What you will do:
Update the listing below by replacing "Indicate" with "Mark" throughout. Leave every other word and number unchanged.

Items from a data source
+---+

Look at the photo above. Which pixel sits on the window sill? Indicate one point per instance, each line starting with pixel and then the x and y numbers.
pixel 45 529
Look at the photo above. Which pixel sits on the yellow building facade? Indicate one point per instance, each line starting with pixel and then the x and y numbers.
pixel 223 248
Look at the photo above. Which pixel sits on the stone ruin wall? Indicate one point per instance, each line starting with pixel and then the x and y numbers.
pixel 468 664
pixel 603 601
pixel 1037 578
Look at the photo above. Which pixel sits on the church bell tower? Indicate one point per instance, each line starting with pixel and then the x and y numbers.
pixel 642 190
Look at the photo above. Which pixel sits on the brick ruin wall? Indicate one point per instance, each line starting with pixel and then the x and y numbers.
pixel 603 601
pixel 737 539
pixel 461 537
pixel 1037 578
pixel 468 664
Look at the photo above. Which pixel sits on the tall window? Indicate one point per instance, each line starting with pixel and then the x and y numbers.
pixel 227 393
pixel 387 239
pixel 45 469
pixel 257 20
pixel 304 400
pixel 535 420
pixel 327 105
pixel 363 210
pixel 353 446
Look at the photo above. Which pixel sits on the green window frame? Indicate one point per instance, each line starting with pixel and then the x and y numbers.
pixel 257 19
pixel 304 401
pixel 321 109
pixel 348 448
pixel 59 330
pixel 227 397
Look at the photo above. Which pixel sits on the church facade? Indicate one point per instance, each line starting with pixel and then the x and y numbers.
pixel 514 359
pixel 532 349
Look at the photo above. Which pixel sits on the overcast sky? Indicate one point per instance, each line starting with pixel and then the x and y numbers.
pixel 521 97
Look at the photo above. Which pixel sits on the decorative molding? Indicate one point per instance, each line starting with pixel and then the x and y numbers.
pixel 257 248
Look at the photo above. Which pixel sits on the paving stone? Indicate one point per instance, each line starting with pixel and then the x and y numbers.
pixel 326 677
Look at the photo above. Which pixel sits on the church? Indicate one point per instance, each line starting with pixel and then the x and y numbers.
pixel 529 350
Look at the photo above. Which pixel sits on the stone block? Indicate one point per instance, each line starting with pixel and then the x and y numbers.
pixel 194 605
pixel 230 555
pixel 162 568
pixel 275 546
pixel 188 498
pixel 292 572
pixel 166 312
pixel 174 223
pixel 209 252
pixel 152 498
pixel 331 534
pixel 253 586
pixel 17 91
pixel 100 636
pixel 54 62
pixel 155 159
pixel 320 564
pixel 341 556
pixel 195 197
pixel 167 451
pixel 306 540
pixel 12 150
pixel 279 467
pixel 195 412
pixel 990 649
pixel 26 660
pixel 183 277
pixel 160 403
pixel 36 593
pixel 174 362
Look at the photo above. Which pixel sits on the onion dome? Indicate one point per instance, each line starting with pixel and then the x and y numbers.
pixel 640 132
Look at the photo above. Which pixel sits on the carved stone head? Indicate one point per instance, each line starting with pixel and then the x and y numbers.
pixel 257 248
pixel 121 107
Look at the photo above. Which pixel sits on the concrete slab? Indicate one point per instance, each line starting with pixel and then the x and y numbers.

+---+

Complete output:
Look at the photo above. Which pixel sits on the window sill? Mark one point per instance, each line starting with pixel and then the x and y numbers.
pixel 45 529
Look at the photo above. Which pixel sits on the yellow building facade? Mark one point per instance, each line starting with pixel and then the x and y numbers.
pixel 223 248
Look at the photo above. Which pixel sits on the stone ruin wall? Mark one point per instance, each line starting with pixel and then the x and y numbers.
pixel 468 664
pixel 603 601
pixel 1037 578
Look at the photo above. Which pixel sits on the church bell tower? Mark one point per instance, each line starting with pixel and then the x and y numbers.
pixel 642 190
Look at the photo above. Which pixel sits on the brick ruin wall? Mark one point per instance, each line starting with pixel and then the x and y numbers.
pixel 603 601
pixel 737 539
pixel 461 537
pixel 1037 578
pixel 468 664
Look at the photo above. Which pixel sits on the tall window? Mark one point per instance, each line starting with pixel and then the x and y numbers.
pixel 227 393
pixel 387 239
pixel 45 469
pixel 257 20
pixel 304 400
pixel 535 420
pixel 327 105
pixel 363 210
pixel 353 446
Look at the photo above. Which pixel sits on the green window frame? Mark one point per instance, each line starting with pixel and then the x and y numbers.
pixel 257 19
pixel 304 401
pixel 321 109
pixel 348 448
pixel 59 330
pixel 227 397
Look at the photo above. Which pixel sits on the church facade? Mark one point per instance, each line starting with pixel and then the x and y numbers.
pixel 514 359
pixel 532 349
Look at the photo above. Which pixel sits on the overcast sky? Mark one point per instance, each line starting with pixel and then the x and y numbers.
pixel 521 97
Look at the photo above. Which pixel sits on the decorative molding? Mark one point per instance, each line starting with pixel and then the x and y numbers.
pixel 257 248
Look at the photo above. Which pixel sits on the paving stone? Mark one point per instance, each line starting with pixel and then the x and y numbers.
pixel 326 677
Look at the photo above. Which pixel sits on the church? Mark one point per instance, each line starting with pixel and then the x and y numbers.
pixel 529 350
Look at the photo above. Which pixel sits on the stone block? Mark one point per instance, each line starting with pixel and then the x and y numbers.
pixel 194 605
pixel 230 555
pixel 162 568
pixel 275 546
pixel 188 498
pixel 292 572
pixel 166 312
pixel 174 223
pixel 209 252
pixel 152 498
pixel 331 534
pixel 253 586
pixel 17 91
pixel 100 636
pixel 54 62
pixel 155 159
pixel 320 564
pixel 341 556
pixel 195 197
pixel 167 451
pixel 306 540
pixel 12 150
pixel 279 467
pixel 195 412
pixel 990 649
pixel 26 660
pixel 183 277
pixel 160 403
pixel 36 593
pixel 174 362
Look at the photo above. Which pixel sits on the onion dome? Mark one point per instance, each line starting with pixel and then the x and y numbers.
pixel 640 132
Look at the photo above. Which pixel sits on the carved stone head? Mark one point per instance, each line starting with pixel and then the x and y numbers.
pixel 257 248
pixel 121 107
Look at the photo above. Which pixel sits on the concrete slab? Mark one point per instance, each line starting with pixel and then the x and y numbers.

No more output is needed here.